ある割合で障害が出ることはすでにわかっている事実なのですからね。
それらがどれだけの心理的ストレスや、生活上の足かせになるか、ご想像がおつきになるでしょうか。
だからこそ今でも関連死は増え続け、人口流出が続いているのです。
これは現在進行形の事故被害なのですよ。すでに終わったことではないのです。
そしてそれは今後何十年以上も続くのです。
それに対して、国や地方は詳細な調査、健康調査をしているでしょうか。
健康医療体制を整えているでしょうか。
ほとんど何も無しです。
福島県民も周辺汚染地帯でも、満足な診療を受けられない状態が続いています。健康に不調を抱えても、診療を拒否されるのです。
医療体制が充分ではないどころか不足しているからです。しかし何も対策されません。
ボランティア医療関係者でさえ、ほとんどはじめからシャットアウトされています。
それどころか、他の地域、県で診察を受けようとしてもそうできないような通達がされていて、拒否されるのです。
つまり、汚染地住民は、医療診察制限を受けるという、ひどい非人道的な人権侵害を受けているのです。
その上、国連からもたびたび指摘されたように、公的な放射線量調査はみな実態より低く計測されてきました。

- 提示資料 -
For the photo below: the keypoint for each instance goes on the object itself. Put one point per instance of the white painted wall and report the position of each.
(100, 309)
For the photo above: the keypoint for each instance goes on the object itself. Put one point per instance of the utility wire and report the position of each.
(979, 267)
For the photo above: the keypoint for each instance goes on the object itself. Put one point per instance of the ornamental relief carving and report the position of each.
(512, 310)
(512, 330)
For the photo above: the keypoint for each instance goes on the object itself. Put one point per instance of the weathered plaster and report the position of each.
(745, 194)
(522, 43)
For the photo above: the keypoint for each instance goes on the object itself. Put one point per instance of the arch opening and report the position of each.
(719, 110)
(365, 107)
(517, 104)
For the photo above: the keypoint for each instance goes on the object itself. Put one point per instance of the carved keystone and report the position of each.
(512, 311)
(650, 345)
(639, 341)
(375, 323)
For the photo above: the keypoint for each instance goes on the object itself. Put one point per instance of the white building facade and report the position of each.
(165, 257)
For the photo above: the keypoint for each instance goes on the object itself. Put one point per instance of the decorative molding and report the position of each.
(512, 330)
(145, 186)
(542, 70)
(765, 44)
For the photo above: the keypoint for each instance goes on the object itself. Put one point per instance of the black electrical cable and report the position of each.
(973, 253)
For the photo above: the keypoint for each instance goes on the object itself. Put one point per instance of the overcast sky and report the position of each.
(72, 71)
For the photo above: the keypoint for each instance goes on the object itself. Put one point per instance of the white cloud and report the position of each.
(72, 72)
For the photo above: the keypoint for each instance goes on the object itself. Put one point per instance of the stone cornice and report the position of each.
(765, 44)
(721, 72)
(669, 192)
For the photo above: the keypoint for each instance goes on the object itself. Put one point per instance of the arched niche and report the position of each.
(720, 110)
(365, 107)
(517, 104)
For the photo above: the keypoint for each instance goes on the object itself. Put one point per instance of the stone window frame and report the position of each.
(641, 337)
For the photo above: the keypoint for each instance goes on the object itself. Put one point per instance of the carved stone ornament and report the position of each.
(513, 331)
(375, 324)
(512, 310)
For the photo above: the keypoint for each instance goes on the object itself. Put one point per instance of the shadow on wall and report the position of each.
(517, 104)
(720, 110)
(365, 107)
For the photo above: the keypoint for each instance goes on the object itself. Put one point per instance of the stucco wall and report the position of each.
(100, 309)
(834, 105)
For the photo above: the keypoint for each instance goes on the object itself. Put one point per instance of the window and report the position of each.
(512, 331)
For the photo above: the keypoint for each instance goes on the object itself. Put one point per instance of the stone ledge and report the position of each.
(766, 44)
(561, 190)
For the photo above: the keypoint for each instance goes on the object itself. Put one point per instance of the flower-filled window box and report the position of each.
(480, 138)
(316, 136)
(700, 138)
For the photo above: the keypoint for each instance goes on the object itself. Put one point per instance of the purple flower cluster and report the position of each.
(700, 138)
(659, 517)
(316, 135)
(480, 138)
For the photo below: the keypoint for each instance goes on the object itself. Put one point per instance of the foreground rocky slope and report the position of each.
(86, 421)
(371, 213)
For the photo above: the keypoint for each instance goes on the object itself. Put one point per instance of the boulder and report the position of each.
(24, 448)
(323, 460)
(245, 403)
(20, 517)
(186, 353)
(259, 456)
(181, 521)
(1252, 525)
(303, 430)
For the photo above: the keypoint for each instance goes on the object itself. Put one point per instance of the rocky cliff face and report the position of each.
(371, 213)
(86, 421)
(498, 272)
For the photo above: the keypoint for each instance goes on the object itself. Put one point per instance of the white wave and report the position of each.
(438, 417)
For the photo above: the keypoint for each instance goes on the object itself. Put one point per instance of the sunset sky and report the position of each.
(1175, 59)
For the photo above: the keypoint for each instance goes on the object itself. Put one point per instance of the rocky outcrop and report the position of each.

- 問題 -
ページ抜粋によると、ボランティア医療関係者はどのように扱われていますか。 上のエントリーは、ページ抜粋とは別の資料です。

- 解答 -
ほとんどはじめからシャットアウトされています。